[Lines of data]
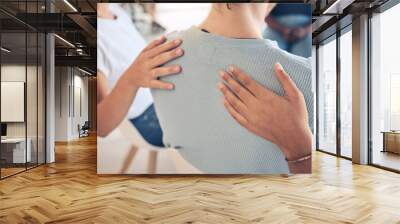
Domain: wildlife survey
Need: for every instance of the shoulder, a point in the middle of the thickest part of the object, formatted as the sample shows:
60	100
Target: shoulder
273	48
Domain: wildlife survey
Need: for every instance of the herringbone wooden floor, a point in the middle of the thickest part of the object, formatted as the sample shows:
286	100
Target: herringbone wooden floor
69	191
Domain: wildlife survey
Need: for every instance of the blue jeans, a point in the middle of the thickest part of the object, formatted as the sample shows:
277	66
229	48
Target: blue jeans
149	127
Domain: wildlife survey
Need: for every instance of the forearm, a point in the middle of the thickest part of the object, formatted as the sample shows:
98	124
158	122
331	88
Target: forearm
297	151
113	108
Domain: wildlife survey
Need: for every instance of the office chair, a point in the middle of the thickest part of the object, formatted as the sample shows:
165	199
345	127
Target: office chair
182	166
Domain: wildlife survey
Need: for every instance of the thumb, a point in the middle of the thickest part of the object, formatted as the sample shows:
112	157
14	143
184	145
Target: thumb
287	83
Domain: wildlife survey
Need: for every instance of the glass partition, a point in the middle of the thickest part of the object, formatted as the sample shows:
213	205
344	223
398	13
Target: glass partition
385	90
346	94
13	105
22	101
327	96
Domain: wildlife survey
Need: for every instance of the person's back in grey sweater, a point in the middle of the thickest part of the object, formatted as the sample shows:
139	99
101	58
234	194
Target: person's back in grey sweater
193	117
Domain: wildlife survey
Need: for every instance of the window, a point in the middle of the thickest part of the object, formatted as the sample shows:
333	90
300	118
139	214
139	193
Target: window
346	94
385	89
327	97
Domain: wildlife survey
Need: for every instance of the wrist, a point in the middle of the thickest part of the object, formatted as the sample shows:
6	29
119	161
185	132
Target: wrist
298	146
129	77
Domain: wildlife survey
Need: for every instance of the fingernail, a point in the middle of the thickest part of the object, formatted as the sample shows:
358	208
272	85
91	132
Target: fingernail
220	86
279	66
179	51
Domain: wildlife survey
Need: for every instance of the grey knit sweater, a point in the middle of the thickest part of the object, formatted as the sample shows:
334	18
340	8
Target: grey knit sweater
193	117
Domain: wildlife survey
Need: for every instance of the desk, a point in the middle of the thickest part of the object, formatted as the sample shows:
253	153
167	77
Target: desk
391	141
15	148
* * *
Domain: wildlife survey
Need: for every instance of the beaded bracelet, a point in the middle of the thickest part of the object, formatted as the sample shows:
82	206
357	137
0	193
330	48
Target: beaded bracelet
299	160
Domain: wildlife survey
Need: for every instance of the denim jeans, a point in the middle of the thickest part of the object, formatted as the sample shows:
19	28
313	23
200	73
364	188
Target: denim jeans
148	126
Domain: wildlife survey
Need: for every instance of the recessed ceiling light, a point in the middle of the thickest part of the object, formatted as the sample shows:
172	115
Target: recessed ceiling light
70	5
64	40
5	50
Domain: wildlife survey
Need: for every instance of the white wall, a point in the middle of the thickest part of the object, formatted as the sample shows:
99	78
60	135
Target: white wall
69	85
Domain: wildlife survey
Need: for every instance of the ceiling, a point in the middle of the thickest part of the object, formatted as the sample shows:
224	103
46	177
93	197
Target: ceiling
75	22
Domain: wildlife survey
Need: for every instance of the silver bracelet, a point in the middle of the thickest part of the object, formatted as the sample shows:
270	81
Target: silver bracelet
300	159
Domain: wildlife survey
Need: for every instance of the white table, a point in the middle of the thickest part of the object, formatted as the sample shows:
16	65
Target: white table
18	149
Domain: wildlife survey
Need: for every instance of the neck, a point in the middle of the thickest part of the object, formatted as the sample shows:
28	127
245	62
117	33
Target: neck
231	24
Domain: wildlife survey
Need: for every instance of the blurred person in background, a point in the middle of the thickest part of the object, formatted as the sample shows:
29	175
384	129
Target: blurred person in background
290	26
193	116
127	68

**Brief**
Find every line in the items above that contains the word "thumb" and copy each one out. Case counts.

**Completed exercise**
Need: for every instance of the thumb, a point in the middle of the thickest part of the object, formatted as the sample shows:
Target: thumb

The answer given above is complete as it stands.